Copy the following records exactly as they appear, line for line, covering all of them.

### DATASET RECORDS

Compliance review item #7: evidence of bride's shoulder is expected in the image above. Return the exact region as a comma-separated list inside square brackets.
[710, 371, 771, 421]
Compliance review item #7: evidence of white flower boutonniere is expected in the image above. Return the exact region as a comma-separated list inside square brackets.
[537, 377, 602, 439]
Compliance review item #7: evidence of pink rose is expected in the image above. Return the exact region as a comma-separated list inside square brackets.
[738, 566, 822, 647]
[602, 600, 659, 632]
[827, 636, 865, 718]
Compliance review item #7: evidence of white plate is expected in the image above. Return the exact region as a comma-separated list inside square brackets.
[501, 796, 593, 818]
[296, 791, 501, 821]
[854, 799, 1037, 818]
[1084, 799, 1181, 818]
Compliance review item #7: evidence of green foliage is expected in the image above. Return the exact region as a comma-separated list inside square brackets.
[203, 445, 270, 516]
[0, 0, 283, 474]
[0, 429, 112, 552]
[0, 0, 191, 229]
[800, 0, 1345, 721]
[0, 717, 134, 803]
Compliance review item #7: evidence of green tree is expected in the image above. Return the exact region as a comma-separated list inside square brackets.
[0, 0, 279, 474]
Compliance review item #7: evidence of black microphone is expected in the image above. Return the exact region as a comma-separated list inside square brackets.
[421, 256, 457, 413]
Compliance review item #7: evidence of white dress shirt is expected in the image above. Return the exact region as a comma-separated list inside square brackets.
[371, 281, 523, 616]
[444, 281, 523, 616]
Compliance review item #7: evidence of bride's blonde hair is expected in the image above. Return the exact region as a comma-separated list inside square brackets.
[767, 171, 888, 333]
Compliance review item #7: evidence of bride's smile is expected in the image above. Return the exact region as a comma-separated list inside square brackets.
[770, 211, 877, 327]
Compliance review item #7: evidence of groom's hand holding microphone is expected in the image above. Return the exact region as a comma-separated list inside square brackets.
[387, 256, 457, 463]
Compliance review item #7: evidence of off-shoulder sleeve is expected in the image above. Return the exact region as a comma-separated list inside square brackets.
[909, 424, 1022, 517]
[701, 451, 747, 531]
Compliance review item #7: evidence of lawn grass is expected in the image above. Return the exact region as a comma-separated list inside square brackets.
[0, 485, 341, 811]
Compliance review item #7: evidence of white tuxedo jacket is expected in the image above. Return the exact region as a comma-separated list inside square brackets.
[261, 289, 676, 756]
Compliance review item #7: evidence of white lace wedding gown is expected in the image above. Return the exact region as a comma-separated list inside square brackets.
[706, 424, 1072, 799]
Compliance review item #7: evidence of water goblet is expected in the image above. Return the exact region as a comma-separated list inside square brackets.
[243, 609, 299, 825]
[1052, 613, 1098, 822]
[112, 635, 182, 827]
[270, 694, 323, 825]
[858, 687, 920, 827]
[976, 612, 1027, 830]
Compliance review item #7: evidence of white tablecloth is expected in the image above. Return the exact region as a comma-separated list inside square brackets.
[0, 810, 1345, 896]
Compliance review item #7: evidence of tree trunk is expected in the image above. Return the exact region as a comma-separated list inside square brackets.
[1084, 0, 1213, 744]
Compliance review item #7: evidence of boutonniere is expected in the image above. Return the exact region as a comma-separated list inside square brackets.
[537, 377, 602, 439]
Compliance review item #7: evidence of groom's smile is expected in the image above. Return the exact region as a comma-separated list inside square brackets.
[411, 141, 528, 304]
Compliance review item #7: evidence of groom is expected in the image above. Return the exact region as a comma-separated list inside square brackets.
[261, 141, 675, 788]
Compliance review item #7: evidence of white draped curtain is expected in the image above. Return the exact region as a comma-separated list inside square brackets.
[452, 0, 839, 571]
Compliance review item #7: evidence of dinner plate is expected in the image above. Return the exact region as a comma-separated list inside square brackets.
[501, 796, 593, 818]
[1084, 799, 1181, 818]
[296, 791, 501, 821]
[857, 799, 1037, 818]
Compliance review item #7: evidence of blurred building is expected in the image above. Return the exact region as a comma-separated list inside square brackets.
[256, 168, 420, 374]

######

SOLVED PROBLEM:
Compliance review item #7: evidence of bride's shoulder is expected in the image above. Return the exact region as a comma-separated list inside square brackets.
[710, 371, 771, 421]
Compliance review item #7: evidence of white flower boutonniere is expected in the image above. Return the exact region as a comma-separated list inside square brackets.
[537, 377, 602, 439]
Compliance review item #7: evidence of pink rose is expected in the image above. Return the exact region as a comma-separated list inside square brackets.
[738, 566, 822, 647]
[602, 600, 659, 632]
[827, 636, 865, 718]
Compliance review item #7: evidence of white plate is expected in the image above. Return the exact region as a comma-separated list inside square brackets.
[501, 796, 593, 818]
[296, 791, 501, 821]
[854, 799, 1037, 818]
[1084, 799, 1181, 818]
Compliance review item #7: evidence of green foliage is expected in the image above. Return the exact region as a comma-separated list inside square brackets.
[203, 445, 270, 516]
[0, 0, 283, 474]
[0, 429, 112, 552]
[0, 0, 191, 229]
[800, 0, 1345, 721]
[0, 717, 134, 803]
Compliance review item #7: evidence of green tree is expected in the image above. Return the exact region as a comma-separated list inside square brackets.
[0, 0, 279, 474]
Compliance review item #7: evidence of black microphone is expected in the image above. Return the exact region as a comma-separated list inside square brackets.
[421, 256, 457, 413]
Compliance review item #7: evidence of white dress shirt is expected in the image above. Return the exact region as a comma-separated list inside square brackets.
[371, 281, 523, 616]
[444, 281, 523, 616]
Compliance review item #7: evidence of bride's blonde hair is expected in the image above. Return the exact region as a comma-separated list inside square brackets.
[767, 171, 888, 333]
Compliance review item #7: evidence of bride's smile is expected in the image above. Return the exact region as a comma-separated list inside square brackets.
[770, 211, 877, 327]
Compliance review item #7: evidence of groom's hand holding microphone is expected in the image above. Return the exact region as a comma-separated list inside square brackets.
[387, 256, 457, 463]
Compliance review item #7: evidence of off-shoulder sleeve is expected in the image above. Return the exact region as a comma-separated list inside square brackets.
[909, 424, 1022, 517]
[701, 451, 747, 531]
Compliance review item #7: evidence of lawn grass is expected in the image above. Return the exact region as a comma-separated list inside square brackets.
[0, 485, 341, 811]
Compliance review item #7: evidence of white tuxedo jacket is expected in the image above. Return the exact region as a comma-separated list inside square brackets.
[261, 289, 676, 756]
Compliance review item #7: evidence of white lace wedding gown is expected in the image above. Return the exact region as a comma-separated list inside square brackets.
[706, 424, 1072, 799]
Compliance review item #7: evidence of water goblet is expected in the image above. Return the exact region as a comma-separated list inside square brackets.
[243, 609, 299, 825]
[1052, 613, 1098, 822]
[112, 635, 182, 827]
[270, 694, 323, 825]
[858, 687, 920, 827]
[976, 612, 1027, 830]
Compliance review item #7: evidence of white tablecloth is expected in the image above. Return the exact region as a comma-separated list inside square brackets.
[0, 810, 1345, 896]
Compliance review item #7: evidence of tree trunk is expected in the image above. Return the exact region as a comma-separated list inside square brackets.
[1084, 0, 1213, 744]
Compliance review item #7: evidence of boutonniere is expected in the image above. Return the exact region as a comma-separated list inside square brackets.
[537, 377, 602, 439]
Compliance review item #7: evidence of groom's smile is expected in the image above. Return the exact region as a comma-separated list inside square brackets.
[411, 141, 528, 304]
Compliance review item #7: evidence of groom is expected in the image above. Return the exact region as a comma-separated list inside square brackets.
[261, 141, 675, 788]
Compliance review item #7: evidence of white draped curtain is expected in the image above. Return the exact region as a comma-separated list inside square brackets.
[452, 0, 839, 571]
Compliance review item #7: evidence of dinner plate is expected in the image above. Return the exact region as a comma-separated list inside square brackets.
[501, 796, 593, 818]
[1084, 799, 1181, 818]
[296, 791, 501, 821]
[857, 799, 1037, 818]
Compliance review item #7: evidence of blurred building is expected in the image above. Return the exact region as a comma-separated list inside square brackets.
[256, 168, 420, 374]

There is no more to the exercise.